[Medium] 1242. Web Crawler Multithreaded

This is a multithreading problem that requires implementing a concurrent web crawler. The key insight is using proper synchronization mechanisms to avoid race conditions while crawling URLs from the same domain concurrently.

Problem Description

Given a start URL and an HTML parser, implement a multithreaded web crawler that:

Crawls all URLs from the same domain as the start URL
Uses multiple threads for concurrent crawling
Avoids visiting the same URL multiple times
Returns all discovered URLs

Examples

Example 1:

Input: 
urls = [
  "http://news.yahoo.com",
  "http://news.yahoo.com/news",
  "http://news.yahoo.com/news/topics/",
  "http://news.google.com"
]
startUrl = "http://news.yahoo.com/news/topics/"

(Point annotations for photos)
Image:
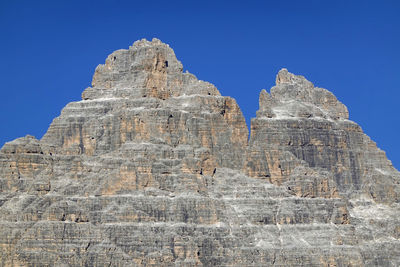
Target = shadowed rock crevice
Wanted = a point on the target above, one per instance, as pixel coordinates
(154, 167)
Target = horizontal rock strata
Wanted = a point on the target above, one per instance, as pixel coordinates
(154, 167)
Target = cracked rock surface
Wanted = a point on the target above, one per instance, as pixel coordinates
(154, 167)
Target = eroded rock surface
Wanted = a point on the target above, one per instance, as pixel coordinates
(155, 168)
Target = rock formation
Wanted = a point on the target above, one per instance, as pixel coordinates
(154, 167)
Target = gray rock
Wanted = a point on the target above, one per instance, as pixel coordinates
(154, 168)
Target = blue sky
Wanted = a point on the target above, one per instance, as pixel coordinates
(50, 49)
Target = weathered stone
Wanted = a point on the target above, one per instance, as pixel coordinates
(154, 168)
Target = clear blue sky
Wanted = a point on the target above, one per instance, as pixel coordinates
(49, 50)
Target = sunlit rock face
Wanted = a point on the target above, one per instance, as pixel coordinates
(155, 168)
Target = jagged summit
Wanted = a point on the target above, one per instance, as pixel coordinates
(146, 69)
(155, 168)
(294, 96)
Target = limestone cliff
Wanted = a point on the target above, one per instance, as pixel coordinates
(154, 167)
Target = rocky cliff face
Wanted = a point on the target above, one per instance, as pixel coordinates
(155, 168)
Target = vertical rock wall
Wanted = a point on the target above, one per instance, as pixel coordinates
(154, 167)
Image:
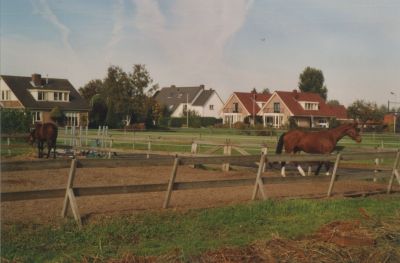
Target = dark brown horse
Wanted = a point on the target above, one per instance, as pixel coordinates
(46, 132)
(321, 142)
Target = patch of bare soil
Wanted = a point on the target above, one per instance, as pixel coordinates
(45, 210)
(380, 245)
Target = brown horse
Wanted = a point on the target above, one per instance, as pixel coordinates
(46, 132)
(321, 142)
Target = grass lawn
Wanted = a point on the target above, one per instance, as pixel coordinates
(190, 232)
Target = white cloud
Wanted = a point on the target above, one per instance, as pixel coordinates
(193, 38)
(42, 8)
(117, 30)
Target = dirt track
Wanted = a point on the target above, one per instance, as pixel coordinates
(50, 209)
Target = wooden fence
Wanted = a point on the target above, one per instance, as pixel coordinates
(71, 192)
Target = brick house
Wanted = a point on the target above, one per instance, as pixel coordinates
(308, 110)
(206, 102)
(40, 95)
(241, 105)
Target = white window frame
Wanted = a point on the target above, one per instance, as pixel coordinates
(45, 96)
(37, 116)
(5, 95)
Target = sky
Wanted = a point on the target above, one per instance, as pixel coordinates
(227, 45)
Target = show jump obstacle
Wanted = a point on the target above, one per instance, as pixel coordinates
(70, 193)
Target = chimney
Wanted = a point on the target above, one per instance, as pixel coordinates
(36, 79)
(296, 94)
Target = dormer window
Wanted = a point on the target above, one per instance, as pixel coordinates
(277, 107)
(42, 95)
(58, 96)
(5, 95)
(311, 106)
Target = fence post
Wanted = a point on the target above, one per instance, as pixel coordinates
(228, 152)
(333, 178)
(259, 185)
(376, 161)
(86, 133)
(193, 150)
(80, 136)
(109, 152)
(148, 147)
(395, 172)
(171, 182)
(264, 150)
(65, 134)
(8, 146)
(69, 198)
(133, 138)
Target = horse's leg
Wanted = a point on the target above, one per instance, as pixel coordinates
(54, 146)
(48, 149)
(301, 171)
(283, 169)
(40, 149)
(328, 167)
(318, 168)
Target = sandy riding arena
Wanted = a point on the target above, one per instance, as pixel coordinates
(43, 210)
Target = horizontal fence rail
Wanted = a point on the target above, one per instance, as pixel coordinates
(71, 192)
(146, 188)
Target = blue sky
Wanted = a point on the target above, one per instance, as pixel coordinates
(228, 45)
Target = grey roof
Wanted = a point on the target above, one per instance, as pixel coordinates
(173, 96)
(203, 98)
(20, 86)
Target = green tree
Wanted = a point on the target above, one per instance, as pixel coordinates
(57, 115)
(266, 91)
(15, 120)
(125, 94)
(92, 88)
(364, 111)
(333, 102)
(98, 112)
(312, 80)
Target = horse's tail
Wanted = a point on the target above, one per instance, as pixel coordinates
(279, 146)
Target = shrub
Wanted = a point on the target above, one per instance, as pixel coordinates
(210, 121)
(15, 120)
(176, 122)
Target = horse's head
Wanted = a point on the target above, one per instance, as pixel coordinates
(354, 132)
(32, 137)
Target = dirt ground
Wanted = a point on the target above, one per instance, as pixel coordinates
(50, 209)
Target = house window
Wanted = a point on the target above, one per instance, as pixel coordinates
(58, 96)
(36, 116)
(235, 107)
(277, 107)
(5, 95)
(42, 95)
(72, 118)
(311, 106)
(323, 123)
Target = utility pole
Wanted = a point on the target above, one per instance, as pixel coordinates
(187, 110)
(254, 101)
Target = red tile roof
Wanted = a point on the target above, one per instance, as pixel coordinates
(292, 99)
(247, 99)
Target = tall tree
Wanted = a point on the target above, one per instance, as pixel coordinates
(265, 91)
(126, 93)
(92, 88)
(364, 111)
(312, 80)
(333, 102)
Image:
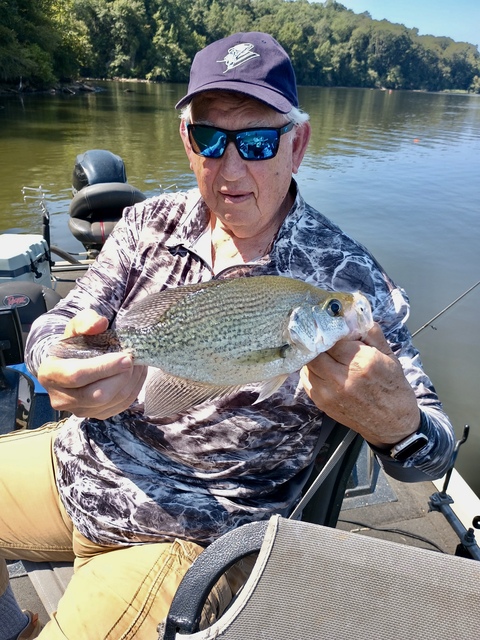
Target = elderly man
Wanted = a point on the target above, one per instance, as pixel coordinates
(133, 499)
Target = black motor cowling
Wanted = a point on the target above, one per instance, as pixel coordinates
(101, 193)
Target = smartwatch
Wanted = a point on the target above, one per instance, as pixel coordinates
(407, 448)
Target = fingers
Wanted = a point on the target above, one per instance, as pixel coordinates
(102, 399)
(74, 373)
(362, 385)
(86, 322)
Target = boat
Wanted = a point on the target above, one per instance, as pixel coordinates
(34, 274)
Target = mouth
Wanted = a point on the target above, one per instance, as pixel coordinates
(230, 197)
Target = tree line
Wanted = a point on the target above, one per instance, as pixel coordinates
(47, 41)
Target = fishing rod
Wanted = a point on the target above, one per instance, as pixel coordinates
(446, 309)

==

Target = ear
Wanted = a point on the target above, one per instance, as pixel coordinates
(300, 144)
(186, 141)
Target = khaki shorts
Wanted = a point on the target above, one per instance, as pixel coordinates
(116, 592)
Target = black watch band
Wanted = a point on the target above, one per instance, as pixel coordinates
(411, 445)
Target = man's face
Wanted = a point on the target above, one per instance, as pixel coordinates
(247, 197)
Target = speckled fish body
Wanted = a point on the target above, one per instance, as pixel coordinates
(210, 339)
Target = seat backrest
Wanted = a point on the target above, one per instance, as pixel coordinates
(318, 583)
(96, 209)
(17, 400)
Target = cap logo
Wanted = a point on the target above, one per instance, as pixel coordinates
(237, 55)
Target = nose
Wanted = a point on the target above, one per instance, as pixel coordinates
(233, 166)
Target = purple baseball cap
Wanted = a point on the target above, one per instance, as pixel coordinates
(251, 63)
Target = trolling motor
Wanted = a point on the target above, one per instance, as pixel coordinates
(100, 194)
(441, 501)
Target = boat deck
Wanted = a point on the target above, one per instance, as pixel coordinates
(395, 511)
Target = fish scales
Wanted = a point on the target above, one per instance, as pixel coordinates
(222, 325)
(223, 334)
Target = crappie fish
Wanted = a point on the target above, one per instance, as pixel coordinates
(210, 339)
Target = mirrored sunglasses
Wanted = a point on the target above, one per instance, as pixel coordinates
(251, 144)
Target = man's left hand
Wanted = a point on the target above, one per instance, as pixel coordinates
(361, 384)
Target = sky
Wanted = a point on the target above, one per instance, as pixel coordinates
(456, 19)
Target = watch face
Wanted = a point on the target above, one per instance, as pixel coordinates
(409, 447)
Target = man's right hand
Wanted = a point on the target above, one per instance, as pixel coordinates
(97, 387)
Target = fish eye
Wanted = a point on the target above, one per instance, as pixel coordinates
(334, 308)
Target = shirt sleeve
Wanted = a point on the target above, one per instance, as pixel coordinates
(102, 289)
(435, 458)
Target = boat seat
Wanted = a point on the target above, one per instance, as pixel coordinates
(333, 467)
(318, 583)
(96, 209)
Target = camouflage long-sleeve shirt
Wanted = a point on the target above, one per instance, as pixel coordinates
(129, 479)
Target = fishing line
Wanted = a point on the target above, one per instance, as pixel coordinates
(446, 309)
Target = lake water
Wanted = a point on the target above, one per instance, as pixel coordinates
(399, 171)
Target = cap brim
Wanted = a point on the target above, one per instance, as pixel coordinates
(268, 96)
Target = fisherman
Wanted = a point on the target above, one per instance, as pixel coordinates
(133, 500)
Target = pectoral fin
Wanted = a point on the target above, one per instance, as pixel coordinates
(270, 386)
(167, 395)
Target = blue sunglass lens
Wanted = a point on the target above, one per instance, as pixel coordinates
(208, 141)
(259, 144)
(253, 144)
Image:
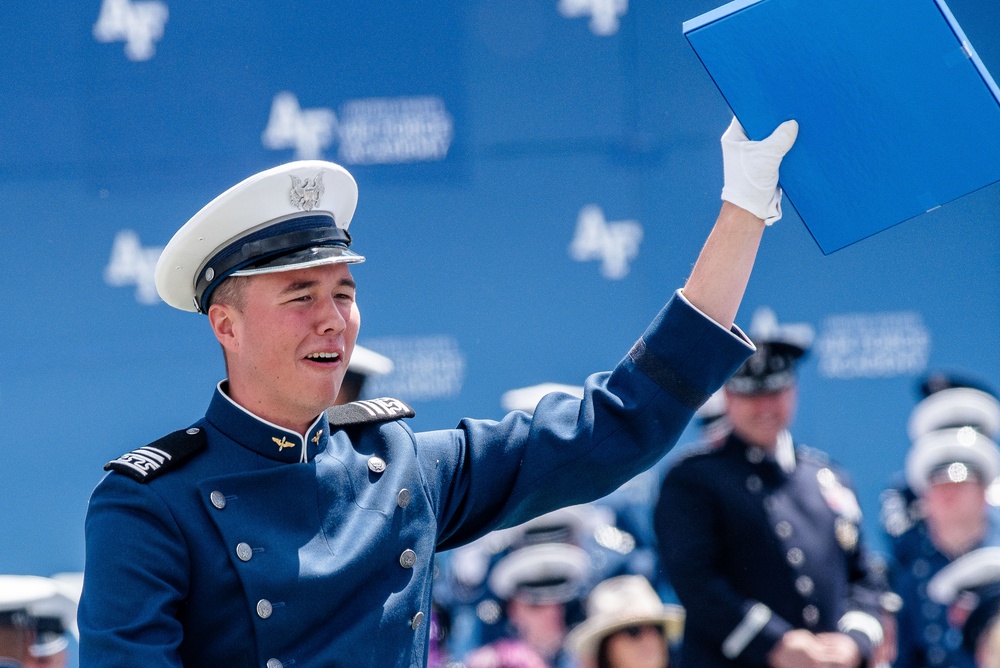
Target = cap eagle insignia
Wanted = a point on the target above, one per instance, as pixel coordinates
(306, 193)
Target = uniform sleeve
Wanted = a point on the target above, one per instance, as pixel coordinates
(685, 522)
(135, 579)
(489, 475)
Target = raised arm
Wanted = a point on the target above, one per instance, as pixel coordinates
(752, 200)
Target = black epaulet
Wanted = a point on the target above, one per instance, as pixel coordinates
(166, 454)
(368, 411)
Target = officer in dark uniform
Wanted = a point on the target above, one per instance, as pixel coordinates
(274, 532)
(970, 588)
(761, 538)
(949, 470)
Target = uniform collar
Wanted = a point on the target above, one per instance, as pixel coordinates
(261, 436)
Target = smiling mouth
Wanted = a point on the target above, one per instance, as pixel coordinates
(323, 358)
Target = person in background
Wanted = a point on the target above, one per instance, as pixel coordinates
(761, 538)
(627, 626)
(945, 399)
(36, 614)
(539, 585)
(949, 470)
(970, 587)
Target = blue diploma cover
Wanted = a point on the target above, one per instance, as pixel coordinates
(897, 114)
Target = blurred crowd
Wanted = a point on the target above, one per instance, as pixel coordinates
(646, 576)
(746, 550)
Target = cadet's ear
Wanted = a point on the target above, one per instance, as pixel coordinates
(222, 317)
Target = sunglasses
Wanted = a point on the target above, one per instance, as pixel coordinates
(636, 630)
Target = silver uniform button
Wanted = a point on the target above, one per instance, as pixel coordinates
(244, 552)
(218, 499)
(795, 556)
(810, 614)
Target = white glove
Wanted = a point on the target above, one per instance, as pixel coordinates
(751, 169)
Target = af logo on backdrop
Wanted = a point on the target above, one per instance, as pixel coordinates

...

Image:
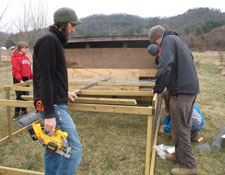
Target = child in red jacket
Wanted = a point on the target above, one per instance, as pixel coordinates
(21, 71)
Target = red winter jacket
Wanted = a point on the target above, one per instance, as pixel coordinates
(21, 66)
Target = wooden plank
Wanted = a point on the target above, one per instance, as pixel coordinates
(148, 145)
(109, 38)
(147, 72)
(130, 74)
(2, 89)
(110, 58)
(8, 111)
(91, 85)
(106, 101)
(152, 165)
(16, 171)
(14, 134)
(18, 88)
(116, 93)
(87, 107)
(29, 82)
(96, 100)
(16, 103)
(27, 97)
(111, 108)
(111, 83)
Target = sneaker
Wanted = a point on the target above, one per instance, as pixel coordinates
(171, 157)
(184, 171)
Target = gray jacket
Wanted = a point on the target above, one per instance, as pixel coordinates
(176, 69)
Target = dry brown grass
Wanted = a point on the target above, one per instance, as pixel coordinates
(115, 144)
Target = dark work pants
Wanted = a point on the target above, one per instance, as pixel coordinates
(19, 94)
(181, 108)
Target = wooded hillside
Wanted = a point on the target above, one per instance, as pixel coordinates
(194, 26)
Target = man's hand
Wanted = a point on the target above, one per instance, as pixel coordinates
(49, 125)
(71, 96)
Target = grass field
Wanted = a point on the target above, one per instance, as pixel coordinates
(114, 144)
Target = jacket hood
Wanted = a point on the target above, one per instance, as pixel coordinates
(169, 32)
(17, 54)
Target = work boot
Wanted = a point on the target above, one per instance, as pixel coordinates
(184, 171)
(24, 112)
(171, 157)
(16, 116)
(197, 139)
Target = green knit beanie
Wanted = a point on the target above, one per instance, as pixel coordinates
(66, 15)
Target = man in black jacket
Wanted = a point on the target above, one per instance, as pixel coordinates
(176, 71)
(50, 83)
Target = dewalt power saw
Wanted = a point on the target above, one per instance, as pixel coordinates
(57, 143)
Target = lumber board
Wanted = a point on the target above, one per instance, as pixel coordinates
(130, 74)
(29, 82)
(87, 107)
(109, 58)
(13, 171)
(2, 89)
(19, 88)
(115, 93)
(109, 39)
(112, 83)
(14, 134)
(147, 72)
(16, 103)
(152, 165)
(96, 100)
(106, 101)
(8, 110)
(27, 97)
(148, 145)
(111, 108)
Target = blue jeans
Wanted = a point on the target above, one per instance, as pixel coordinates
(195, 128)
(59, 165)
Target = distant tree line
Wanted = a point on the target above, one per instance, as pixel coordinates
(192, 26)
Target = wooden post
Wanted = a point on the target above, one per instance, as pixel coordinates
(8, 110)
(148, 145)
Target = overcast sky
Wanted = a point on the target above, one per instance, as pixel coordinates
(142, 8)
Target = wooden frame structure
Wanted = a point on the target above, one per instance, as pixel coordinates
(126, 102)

- _CHALLENGES_
a - List every URL in the urls array of Example 1 in the multithreaded web crawler problem.
b - Reproduce the stretch of the multithreaded web crawler problem from "This is a multithreading" through "same domain concurrently." word for word.
c - Write what comes next in the multithreaded web crawler problem, picking up right after its last line.

- _TASK RESULTS_
a -
http://news.yahoo.com
http://news.yahoo.com/news
http://news.yahoo.com/news/topics/
http://news.google.com

b -
This is a multithreading problem that requires implementing a concurrent web crawler. The key insight is using proper synchronization mechanisms to avoid race conditions while crawling URLs from the same domain concurrently.

c -
Output: [
  "http://news.yahoo.com",
  "http://news.yahoo.com/news",
  "http://news.yahoo.com/news/topics/"
]

Example 2:

Input:
urls = [
  "http://news.yahoo.com",
  "http://news.yahoo.com/news",
  "http://news.yahoo.com/news/topics/",
  "http://news.google.com"
]
startUrl = "http://news.google.com"
Output: ["http://news.google.com"]

Constraints

1 <= urls.length <= 1000
1 <= urls[i].length <= 300
startUrl is one of the urls
All URLs have the same hostname

Approach

The solution involves:

Domain Extraction: Extract the base domain from the start URL
Thread Pool: Use multiple threads for concurrent crawling
Synchronization: Use locks to prevent race conditions
URL Filtering: Only crawl URLs from the same domain
Visited Tracking: Avoid revisiting the same URL

Solution in C++

Time Complexity: O(n) where n is the number of URLs in the same domain
Space Complexity: O(n) for storing visited URLs and results

/**
 * // This is the HtmlParser's API interface.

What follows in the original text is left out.